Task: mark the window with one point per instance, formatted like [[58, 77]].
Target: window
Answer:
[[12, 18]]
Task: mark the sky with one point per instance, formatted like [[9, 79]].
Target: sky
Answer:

***

Obiettivo:
Riscrivi tutti i dati qui sopra, riga per riga, senza cambiare nulla.

Risposta corretta:
Task: mark the window with one point per instance, formatted like [[58, 77]].
Target: window
Answer:
[[12, 18]]
Task: mark the sky with one point per instance, formatted like [[9, 79]].
Target: sky
Answer:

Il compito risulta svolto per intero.